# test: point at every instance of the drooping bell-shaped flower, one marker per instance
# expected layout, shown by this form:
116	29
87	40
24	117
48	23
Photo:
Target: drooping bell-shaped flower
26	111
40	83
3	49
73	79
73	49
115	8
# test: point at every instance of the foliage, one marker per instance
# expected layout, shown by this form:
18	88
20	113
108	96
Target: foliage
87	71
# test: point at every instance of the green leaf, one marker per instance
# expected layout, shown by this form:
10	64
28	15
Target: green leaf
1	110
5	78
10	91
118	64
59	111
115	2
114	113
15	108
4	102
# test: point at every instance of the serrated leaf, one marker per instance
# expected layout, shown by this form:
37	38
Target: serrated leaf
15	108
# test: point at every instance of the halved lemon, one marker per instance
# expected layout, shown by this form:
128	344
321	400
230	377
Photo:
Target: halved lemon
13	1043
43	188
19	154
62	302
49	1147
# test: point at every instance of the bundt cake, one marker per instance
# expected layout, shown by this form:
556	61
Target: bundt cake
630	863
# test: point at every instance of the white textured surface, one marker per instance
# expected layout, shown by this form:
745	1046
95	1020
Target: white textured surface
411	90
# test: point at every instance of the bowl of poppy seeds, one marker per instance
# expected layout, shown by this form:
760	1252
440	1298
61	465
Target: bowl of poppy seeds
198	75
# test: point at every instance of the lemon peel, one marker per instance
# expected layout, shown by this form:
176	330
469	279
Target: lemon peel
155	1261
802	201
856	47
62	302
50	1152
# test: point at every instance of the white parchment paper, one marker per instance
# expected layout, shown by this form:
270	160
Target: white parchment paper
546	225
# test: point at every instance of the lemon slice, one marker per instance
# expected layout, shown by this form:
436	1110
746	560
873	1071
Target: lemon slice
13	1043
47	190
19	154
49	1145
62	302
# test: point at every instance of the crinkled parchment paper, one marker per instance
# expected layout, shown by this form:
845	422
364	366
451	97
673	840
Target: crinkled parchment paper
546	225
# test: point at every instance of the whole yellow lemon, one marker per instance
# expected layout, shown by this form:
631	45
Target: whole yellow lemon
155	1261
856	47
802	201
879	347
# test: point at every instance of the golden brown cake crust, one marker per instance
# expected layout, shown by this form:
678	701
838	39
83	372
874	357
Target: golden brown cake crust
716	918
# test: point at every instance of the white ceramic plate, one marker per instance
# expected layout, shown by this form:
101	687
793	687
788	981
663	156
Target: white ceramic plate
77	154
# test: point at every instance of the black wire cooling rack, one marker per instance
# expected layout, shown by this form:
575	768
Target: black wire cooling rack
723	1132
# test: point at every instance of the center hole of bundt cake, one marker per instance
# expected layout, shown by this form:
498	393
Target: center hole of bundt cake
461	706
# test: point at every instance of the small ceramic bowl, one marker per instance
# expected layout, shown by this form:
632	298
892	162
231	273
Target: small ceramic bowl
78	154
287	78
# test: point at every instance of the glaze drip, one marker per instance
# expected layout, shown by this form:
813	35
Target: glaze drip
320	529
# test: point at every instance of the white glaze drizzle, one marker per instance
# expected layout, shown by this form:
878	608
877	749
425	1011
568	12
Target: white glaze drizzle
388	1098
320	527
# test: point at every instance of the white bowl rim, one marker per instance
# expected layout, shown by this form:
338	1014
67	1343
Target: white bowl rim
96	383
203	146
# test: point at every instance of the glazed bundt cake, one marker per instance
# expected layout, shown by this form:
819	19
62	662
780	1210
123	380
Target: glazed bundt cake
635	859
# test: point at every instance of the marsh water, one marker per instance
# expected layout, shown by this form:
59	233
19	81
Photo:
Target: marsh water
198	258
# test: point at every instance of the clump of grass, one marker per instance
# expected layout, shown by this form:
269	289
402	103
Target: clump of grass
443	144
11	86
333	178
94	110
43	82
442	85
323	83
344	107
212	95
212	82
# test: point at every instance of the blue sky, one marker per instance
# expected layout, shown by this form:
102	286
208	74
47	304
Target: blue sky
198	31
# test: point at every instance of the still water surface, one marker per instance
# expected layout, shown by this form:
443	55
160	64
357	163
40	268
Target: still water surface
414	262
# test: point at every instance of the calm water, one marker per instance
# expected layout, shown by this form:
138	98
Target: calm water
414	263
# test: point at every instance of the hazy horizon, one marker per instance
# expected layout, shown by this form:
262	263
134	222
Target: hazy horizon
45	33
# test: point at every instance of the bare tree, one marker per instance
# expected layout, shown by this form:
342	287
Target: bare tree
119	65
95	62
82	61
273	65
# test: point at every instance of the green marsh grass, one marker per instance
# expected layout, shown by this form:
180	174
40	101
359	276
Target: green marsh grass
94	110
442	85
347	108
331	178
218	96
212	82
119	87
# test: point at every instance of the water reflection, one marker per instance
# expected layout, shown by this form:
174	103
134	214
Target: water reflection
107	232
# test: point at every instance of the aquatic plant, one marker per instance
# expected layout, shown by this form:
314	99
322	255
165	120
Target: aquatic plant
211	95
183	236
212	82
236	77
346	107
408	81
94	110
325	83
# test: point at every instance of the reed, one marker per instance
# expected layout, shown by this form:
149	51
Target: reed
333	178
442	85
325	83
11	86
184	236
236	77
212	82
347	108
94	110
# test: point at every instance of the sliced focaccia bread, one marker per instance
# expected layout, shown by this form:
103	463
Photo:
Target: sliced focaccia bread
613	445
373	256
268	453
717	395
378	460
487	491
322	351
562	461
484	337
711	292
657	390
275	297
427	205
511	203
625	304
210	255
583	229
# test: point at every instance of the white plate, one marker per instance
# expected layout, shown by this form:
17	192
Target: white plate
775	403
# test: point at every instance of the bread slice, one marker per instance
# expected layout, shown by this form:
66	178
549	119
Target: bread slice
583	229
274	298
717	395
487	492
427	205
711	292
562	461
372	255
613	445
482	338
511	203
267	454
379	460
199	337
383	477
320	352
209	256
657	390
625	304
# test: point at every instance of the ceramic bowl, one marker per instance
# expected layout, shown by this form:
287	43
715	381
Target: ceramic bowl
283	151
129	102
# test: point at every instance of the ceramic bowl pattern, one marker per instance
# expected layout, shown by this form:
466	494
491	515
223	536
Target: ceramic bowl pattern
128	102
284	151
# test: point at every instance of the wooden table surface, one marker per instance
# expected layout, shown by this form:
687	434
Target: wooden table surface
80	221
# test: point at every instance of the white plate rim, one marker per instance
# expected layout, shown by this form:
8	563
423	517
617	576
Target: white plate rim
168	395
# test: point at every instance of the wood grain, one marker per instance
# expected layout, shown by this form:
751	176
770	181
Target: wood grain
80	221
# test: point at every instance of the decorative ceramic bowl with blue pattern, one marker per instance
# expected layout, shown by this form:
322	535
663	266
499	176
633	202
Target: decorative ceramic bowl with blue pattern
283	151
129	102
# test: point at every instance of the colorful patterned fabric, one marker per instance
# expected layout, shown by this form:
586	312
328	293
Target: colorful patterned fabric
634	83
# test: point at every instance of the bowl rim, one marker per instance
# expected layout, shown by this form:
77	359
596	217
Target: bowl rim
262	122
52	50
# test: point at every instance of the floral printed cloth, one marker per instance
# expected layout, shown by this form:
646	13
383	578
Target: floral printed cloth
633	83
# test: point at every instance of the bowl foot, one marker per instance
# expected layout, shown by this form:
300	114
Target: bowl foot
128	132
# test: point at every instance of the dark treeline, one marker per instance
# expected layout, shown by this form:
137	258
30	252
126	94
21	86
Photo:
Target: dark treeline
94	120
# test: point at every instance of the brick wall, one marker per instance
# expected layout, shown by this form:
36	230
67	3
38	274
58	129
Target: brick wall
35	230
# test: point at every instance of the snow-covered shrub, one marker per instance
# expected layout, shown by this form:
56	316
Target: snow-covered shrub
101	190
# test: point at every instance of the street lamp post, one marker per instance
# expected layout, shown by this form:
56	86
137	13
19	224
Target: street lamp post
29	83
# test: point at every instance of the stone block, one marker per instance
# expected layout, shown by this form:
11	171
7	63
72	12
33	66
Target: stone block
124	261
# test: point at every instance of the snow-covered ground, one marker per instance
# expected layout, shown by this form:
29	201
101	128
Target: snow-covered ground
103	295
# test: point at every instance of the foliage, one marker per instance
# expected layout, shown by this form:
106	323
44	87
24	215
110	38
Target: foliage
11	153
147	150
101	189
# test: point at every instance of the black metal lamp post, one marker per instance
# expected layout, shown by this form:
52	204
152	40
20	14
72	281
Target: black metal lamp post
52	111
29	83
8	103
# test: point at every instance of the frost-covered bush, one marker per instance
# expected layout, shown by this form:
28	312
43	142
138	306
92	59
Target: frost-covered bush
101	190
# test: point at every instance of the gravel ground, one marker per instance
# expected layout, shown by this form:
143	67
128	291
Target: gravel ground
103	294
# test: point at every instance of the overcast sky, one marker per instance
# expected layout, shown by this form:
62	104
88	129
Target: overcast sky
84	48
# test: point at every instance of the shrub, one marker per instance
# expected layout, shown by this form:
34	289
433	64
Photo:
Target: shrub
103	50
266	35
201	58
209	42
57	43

--

◆ **INSTRUCTION**:
Output exactly the lines from the one containing "# test: point at every instance of the gravel" through the last line of the entries, both ends included.

◆ **WRITTEN RESPONSE**:
# test: point at every instance of the gravel ground, one marker per instance
# expected layout, shown by this form:
143	67
128	291
Target: gravel ground
103	294
# test: point at every instance of the overcast sky, one marker per instance
# expected layout, shown by this form:
62	104
88	129
Target: overcast sky
84	48
# test: point at every instance of the shrub, one marker per instance
# expected layout, shown by this form:
34	289
433	64
Photo:
Target: shrub
103	50
266	35
201	58
209	42
57	43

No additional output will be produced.